**Selected passage**
Mediahuis Ireland
- Type: Private limited company
- Industry: Media
- Founded: 1904; 122 years ago in Dublin, Ireland
- Founder: William Martin Murphy
- Headquarters: Dublin, Ireland
- Key people: Marc Vangeel (CEO)
- Products: Newspapers, magazines, distribution, printing and online media.
- Revenue: €191 million (2018)
- Owner: Mediahuis
- Number of employees: 825 (2018)
- Website: www.mediahuis.ie

= Mediahuis Ireland =

Irish media organisation

Mediahuis Ireland (formerly Independent News and Media, or INM) is a media organisation based in Dublin and publishes national daily newspapers, Sunday newspapers, regional newspapers and operates multiple websites including Independent.ie. Mediahuis Ireland is owned by its Belgian parent company Mediahuis, and operates throughout Ireland. Its titles include the highest circulation daily and Sunday papers in Ireland. Mediahuis Ireland is a wholly owned subsidiary of Mediahuis.

The INM group of companies was dominated by Tony O'Reilly and his family between 1973 and 2012. Thereafter, Denis O'Brien was the largest shareholder in Independent News & Media until April 2019.

**List of tasks**
1 > Rewrite part of the Mediahuis Ireland profile, beginning at the words "- Revenue: €191" and stopping after "until April 2019.", changing "Belgian" to "European".
2 > Answer these questions from the Mediahuis Ireland profile:
(a) In what year was the company founded?
(b) How many employees did it have in 2018?
(c) Who was the largest shareholder in Independent News & Media until April 2019?
3 > Continue the Mediahuis Ireland profile from its final sentence.
The items that follow come from a separate source and are unrelated to the Mediahuis Ireland profile.

**Extracted material**
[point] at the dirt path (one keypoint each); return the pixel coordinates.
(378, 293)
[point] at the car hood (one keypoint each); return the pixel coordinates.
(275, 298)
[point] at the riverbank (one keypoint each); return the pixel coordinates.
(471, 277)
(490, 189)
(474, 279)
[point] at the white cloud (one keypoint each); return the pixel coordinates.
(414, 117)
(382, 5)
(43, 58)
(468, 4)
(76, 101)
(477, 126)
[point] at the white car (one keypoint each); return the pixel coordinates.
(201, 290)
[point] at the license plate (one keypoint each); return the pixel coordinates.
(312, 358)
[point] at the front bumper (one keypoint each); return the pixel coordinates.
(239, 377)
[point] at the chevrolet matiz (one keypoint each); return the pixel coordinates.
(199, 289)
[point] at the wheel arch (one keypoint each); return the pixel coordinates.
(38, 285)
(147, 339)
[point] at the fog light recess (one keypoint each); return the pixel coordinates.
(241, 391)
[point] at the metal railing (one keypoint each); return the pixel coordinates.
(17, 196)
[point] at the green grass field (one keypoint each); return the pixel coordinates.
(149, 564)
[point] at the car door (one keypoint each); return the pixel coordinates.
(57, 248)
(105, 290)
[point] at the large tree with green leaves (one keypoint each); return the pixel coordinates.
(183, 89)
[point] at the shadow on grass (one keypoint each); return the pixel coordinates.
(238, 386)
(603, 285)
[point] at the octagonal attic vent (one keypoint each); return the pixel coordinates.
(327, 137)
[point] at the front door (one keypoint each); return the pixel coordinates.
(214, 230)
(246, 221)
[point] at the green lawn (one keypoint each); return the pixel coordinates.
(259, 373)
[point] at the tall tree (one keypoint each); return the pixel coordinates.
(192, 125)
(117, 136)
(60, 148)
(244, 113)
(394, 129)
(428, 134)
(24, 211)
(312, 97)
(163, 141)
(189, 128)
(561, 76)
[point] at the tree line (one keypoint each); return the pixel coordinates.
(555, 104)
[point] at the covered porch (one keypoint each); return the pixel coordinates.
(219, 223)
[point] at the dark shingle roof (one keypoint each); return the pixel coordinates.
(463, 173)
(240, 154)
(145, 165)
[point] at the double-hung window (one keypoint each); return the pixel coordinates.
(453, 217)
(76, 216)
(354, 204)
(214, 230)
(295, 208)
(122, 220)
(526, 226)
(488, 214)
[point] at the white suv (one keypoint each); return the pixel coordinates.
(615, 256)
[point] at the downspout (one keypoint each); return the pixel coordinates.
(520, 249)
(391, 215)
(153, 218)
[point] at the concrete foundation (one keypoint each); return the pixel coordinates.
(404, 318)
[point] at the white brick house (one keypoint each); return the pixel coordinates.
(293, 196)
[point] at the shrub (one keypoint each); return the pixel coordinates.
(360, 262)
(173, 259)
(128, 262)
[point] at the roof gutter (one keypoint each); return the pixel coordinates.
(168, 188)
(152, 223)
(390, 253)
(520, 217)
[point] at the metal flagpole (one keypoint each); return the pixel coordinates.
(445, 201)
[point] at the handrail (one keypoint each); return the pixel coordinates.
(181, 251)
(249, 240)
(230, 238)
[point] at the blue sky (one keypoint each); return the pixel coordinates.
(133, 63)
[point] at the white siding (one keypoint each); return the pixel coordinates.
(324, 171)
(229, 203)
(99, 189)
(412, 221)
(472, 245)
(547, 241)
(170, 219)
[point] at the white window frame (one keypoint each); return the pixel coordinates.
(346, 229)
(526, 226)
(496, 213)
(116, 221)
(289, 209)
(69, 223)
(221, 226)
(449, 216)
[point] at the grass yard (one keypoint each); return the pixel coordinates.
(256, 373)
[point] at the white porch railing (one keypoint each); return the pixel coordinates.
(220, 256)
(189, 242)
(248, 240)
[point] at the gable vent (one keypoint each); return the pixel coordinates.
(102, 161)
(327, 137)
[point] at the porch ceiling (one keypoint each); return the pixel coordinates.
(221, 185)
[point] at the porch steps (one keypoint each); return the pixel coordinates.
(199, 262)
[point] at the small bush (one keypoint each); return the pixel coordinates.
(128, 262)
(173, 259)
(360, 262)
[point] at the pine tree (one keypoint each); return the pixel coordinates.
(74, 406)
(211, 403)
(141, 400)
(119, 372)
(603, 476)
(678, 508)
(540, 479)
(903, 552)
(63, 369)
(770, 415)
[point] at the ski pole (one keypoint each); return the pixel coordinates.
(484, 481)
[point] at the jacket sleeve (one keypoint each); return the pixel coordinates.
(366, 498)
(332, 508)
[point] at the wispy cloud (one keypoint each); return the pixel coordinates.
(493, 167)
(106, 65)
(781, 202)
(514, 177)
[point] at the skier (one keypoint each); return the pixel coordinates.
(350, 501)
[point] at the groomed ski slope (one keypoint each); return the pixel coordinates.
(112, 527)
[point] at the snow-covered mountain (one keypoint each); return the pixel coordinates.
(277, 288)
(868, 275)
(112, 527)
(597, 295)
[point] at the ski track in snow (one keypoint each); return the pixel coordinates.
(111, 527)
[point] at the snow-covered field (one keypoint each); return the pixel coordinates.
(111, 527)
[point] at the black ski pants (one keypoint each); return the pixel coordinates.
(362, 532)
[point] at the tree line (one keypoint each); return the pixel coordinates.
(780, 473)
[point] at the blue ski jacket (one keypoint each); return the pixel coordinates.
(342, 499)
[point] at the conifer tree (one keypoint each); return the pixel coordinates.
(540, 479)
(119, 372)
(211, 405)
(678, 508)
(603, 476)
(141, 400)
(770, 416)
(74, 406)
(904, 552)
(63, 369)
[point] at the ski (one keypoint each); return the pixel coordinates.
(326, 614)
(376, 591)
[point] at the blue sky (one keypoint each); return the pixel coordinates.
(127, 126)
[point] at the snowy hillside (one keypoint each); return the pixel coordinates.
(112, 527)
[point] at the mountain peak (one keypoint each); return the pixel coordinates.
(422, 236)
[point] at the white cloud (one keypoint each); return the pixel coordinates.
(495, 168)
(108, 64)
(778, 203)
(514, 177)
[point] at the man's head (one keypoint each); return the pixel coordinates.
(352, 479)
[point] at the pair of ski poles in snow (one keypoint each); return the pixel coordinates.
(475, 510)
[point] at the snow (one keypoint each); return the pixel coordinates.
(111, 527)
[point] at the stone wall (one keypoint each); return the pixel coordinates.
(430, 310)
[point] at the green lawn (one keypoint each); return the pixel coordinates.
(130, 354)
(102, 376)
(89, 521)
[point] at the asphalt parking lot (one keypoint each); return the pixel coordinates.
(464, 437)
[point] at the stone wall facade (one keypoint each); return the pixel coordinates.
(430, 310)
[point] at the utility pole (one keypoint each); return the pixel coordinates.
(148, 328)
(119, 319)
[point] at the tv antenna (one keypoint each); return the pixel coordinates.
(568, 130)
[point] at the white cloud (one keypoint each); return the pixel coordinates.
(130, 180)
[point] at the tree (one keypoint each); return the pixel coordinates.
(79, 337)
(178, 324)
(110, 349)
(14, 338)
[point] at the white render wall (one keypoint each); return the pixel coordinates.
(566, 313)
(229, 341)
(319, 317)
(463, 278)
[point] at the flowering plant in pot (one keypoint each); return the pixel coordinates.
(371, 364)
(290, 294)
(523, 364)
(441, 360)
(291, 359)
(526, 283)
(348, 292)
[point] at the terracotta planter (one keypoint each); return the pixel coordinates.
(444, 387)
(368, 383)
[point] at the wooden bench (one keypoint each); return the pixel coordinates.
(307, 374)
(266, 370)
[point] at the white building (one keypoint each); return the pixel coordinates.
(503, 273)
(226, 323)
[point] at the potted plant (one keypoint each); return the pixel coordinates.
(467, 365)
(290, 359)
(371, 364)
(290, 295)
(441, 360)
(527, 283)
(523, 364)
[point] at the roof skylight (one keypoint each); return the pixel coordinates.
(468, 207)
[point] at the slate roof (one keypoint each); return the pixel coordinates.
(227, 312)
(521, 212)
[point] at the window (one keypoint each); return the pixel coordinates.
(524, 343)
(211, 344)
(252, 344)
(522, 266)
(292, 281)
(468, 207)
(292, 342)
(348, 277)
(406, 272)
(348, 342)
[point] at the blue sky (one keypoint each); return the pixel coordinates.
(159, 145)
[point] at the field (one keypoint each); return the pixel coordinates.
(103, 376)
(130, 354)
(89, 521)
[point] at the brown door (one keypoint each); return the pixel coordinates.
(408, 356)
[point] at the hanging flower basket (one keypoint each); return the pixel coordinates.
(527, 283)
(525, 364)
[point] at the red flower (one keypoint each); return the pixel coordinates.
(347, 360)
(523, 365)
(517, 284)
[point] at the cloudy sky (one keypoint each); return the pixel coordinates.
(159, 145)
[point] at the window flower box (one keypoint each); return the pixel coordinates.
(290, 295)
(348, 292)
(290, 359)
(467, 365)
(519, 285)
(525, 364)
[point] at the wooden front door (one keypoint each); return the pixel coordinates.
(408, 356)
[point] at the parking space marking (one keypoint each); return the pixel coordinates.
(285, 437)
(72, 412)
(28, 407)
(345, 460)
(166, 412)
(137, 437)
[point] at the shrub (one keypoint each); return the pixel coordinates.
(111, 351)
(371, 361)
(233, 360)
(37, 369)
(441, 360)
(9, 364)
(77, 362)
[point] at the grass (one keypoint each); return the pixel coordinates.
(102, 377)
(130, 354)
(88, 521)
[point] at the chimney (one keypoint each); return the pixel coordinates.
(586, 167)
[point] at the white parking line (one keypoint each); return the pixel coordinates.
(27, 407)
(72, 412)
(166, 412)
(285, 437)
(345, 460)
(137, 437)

**Answers**
1 >
- Revenue: €191 million (2018)
- Owner: Mediahuis
- Number of employees: 825 (2018)
- Website: www.mediahuis.ie

= Mediahuis Ireland =

Irish media organisation

Mediahuis Ireland (formerly Independent News and Media, or INM) is a media organisation based in Dublin and publishes national daily newspapers, Sunday newspapers, regional newspapers and operates multiple websites including Independent.ie. Mediahuis Ireland is owned by its European parent company Mediahuis, and operates throughout Ireland. Its titles include the highest circulation daily and Sunday papers in Ireland. Mediahuis Ireland is a wholly owned subsidiary of Mediahuis.

The INM group of companies was dominated by Tony O'Reilly and his family between 1973 and 2012. Thereafter, Denis O'Brien was the largest shareholder in Independent News & Media until April 2019.

2 >
(a) 1904
(b) 825
(c) Denis O'Brien

3 >
==History==
===Early history===
The company was formed as Independent Newspapers Limited in 1904 by William Martin Murphy, as the publisher of the Irish Independent.

===The O'Reilly years===
In 1973, (Sir) Tony O'Reilly acquired 100% of the "A" shares of the company from the Murphy and Chance families, and was later forced to bid for the "B" (non-voting) shares. The company was subsequently floated on the Irish Stock Exchange and London Stock Exchange. The group expanded overseas, acquiring interests in the UK, Australia, New Zealand, and South Africa.

In 1999, the company name was changed to Independent News and Media plc.

O'Reilly was CEO until early 2009; one of his sons, formerly COO, Gavin O'Reilly, became CEO in early 2009, and two others were non-executive directors for many years. O'Reilly himself resigned as CEO on 19 April 2012 and was replaced by Vincent Crowley. O'Reilly had come under pressure in recent months from two of INM's largest shareholders, billionaire Denis O'Brien and financier Dermot Desmond.

===The O'Brien and Desmond years===
In May 2012, Irish entrepreneur Denis O'Brien held a 29.9% stake in the company, making him the largest shareholder at the time. This compares to O'Reilly's family stake of around 13% (June 2012). Five per cent of the holding company was held by Clear Channel Communications, transferred in return for control of a South African outdoor advertising firm.

On 26 April 2013, INM announced it had concluded a deal with its bankers to exchange part of its debt for up to 20 per cent of equity. The deal was subject to the sale of its South African newspapers, a reduction in staff levels of 10%, a capital raising, and the restructuring of the company's pension plan.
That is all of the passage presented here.